## [What you will do]
Each line below is to be copied out exactly, and none may be omitted.

Data records:
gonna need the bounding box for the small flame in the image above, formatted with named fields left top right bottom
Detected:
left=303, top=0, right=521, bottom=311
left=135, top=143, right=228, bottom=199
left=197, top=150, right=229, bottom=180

## [Reply to the exercise]
gonna need the bounding box for the small flame in the image above, formatted with named fields left top right bottom
Detected:
left=303, top=0, right=521, bottom=311
left=135, top=143, right=228, bottom=199
left=197, top=150, right=229, bottom=180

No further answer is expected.